### YOUR INSTRUCTIONS
Write the material out again exactly.

### Point annotation records
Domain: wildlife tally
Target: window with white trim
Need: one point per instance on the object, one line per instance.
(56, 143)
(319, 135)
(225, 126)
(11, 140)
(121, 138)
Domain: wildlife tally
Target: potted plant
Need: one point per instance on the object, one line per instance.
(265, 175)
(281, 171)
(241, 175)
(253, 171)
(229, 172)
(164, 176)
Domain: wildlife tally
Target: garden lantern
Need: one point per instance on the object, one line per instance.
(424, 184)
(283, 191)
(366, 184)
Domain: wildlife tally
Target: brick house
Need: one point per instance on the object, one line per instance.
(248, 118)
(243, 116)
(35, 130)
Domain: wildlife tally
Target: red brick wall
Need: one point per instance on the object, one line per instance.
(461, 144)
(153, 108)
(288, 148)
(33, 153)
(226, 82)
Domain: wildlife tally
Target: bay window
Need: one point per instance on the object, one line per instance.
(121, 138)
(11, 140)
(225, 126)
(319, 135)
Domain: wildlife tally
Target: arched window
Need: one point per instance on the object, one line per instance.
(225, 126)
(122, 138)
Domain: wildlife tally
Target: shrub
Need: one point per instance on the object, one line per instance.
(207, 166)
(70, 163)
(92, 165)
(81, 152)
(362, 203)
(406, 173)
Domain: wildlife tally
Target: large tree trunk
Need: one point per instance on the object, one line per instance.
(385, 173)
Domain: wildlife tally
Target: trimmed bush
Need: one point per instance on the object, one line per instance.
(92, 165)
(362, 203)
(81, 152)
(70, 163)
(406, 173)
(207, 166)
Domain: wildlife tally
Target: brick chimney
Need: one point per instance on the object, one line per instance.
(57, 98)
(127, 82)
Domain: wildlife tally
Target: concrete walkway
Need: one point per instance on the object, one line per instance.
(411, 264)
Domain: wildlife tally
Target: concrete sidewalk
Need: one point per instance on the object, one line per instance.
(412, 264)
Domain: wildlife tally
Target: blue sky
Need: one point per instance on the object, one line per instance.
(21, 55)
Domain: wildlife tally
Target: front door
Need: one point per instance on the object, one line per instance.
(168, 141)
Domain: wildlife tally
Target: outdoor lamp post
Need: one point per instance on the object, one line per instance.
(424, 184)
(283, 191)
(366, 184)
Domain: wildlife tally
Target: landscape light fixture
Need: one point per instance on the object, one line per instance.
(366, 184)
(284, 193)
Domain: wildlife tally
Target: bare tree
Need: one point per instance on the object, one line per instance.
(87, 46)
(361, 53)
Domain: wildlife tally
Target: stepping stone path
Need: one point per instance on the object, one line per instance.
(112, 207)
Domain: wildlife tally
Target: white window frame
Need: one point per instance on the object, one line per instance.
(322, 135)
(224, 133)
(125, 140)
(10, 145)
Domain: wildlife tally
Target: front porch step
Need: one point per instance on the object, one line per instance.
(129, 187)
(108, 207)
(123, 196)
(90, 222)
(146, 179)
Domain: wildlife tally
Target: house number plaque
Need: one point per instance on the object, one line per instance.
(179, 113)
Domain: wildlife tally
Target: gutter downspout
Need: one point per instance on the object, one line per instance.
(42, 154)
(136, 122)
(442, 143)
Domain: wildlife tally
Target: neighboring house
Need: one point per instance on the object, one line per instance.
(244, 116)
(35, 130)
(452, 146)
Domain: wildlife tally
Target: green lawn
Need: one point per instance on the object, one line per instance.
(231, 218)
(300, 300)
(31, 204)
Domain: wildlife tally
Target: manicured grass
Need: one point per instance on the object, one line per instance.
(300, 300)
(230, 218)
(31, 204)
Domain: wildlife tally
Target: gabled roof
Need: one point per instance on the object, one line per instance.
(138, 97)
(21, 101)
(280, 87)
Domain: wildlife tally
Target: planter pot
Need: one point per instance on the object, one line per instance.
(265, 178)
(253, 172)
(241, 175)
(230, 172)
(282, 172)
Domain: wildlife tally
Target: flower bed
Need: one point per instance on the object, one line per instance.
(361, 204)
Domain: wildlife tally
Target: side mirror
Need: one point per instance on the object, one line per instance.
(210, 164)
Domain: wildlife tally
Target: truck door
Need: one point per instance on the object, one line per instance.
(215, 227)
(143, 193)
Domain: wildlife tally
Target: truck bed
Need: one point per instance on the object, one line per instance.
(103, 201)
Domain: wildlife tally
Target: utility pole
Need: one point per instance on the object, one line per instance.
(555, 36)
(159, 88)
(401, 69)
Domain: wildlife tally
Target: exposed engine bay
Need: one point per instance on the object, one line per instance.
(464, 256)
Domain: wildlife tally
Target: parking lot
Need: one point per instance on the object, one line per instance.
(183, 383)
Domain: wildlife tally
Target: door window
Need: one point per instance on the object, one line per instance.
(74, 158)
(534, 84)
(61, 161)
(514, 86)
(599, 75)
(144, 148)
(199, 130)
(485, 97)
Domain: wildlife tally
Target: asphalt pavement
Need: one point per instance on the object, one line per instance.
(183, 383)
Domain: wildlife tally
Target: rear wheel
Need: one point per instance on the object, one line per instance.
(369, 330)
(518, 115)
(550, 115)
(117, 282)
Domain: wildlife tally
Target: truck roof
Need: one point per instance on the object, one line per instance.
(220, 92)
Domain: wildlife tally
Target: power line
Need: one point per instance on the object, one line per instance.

### ANSWER FOR THIS EXERCISE
Domain: wildlife tally
Target: window with white trim
Need: one point per instance on the object, one line per instance.
(56, 143)
(319, 135)
(225, 126)
(11, 140)
(121, 138)
Domain: wildlife tally
Target: potted plant
Need: one point per instance on the object, one line per instance.
(265, 175)
(281, 171)
(241, 175)
(253, 171)
(229, 172)
(164, 176)
Domain: wildlife tally
Target: garden lantern
Need: one point per instance on the object, one line per instance.
(424, 184)
(283, 191)
(366, 184)
Domain: wildlife tally
Target: brick house
Need: one point per instance on the object, one line per instance.
(248, 118)
(243, 116)
(35, 130)
Domain: wildlife tally
Target: red brick wall
Need: one point per instance on the object, one line per instance.
(461, 144)
(153, 108)
(288, 148)
(33, 153)
(226, 82)
Domain: wildlife tally
Target: bay window
Need: one point per instance on the object, one line per instance.
(121, 138)
(11, 140)
(225, 126)
(319, 135)
Domain: wildlife tally
Target: arched window
Need: one point per instance on the object, one line per instance.
(225, 126)
(122, 138)
Domain: wildlife tally
Target: shrub
Need: one point per instance on the object, one line per instance.
(207, 166)
(70, 163)
(92, 165)
(81, 152)
(362, 203)
(406, 173)
Domain: wildlife tally
Target: large tree trunk
Need: one point per instance on the object, one line per instance.
(385, 173)
Domain: wildlife tally
Target: trimmed bush
Need: one point per instance on the object, one line per instance.
(92, 165)
(362, 203)
(81, 152)
(70, 163)
(406, 173)
(207, 166)
Domain: wildlife tally
Target: brick chimney
Need: one point per instance on the object, one line per instance.
(57, 98)
(127, 82)
Domain: wildlife tally
Target: concrete walkway
Need: one point per instance on the object, one line per instance.
(411, 264)
Domain: wildlife tally
Target: concrete sidewalk
Need: one point per instance on the object, one line per instance.
(412, 264)
Domain: wildlife tally
Target: blue sky
Need: one point per instance on the object, one line per instance.
(21, 55)
Domain: wildlife tally
Target: front door
Need: one point per instance on the object, one line per instance.
(168, 141)
Domain: wildlife tally
Target: outdoor lamp post
Need: one point per instance on the object, one line per instance.
(424, 184)
(283, 191)
(366, 184)
Domain: wildlife tally
Target: landscape light fixture
Need: one point per instance on the object, one line per instance.
(366, 184)
(284, 193)
Domain: wildlife tally
Target: bare tree
Need: one point per instance on the object, one line per instance.
(87, 46)
(361, 53)
Domain: wildlife tally
Target: stepping stone path
Need: one point per instance on the object, one line per instance.
(112, 207)
Domain: wildlife tally
Target: white window frame
Need: one point per instance on the object, one line per instance.
(322, 135)
(224, 133)
(125, 140)
(10, 145)
Domain: wildlife tally
Target: front porch step
Need: one point per instance on the object, one line per instance.
(129, 187)
(108, 207)
(123, 196)
(90, 222)
(146, 179)
Domain: wildlife tally
Target: house number plaque
Need: one point per instance on the object, one line per instance.
(179, 113)
Domain: wildlife tally
Target: gutter downspout
Need: one point per instance on the object, one line per instance.
(42, 154)
(136, 122)
(442, 143)
Domain: wildlife tally
Target: neighboring house
Need: one point per instance on the object, one line per instance.
(244, 116)
(35, 130)
(452, 146)
Domain: wildlife tally
Target: green lawn
Need: one point per instance on the object, one line per instance.
(231, 218)
(300, 300)
(31, 204)
Domain: wildlife tally
Target: manicured grass
Need: one point per instance on the object, one line per instance.
(300, 300)
(230, 218)
(31, 204)
Domain: wildlife tally
Target: gabled roof
Need: one point per instance on the object, one line per instance.
(138, 97)
(21, 101)
(280, 87)
Domain: wildlife tally
Target: planter pot
Need: one point per instance on the object, one line per instance.
(265, 178)
(253, 172)
(241, 175)
(230, 172)
(282, 172)
Domain: wildlife tally
Target: flower bed
Need: one point per instance on the object, one line per instance.
(361, 204)
Domain: wildlife tally
Target: side mirror
Need: one point per instance on the object, one line per instance.
(210, 164)
Domain: wildlife tally
Target: truck door
Need: one point per instance on the object, one line per instance.
(215, 227)
(143, 193)
Domain: wildlife tally
Target: truck bed
Need: one point per instance on the object, one line per instance.
(103, 201)
Domain: wildlife tally
Target: utility pole
Need: one point per instance on the object, one line per instance.
(555, 36)
(159, 88)
(401, 69)
Domain: wildlife tally
Target: exposed engine bay
Need: one point per instance on the object, one line per instance.
(464, 256)
Domain: wildlife tally
Target: parking lot
Need: one point per instance on the object, one line per instance.
(183, 383)
Domain: wildlife tally
Target: door window
Need: one point per instance on the object, one line per instance.
(74, 158)
(534, 84)
(61, 161)
(514, 86)
(599, 75)
(144, 148)
(199, 130)
(485, 97)
Domain: wildlife tally
Target: asphalt pavement
Need: one point per instance on the object, one line per instance.
(183, 383)
Domain: wildlife tally
Target: rear wheel
Need: one point per instance on the object, one line per instance.
(369, 330)
(518, 115)
(550, 115)
(117, 282)
Domain: wildlife tally
Target: truck roof
Need: one point per instance on the object, one line per instance.
(220, 92)
Domain: wildlife tally
Target: power line
Need: one point per instance on the object, one line per instance.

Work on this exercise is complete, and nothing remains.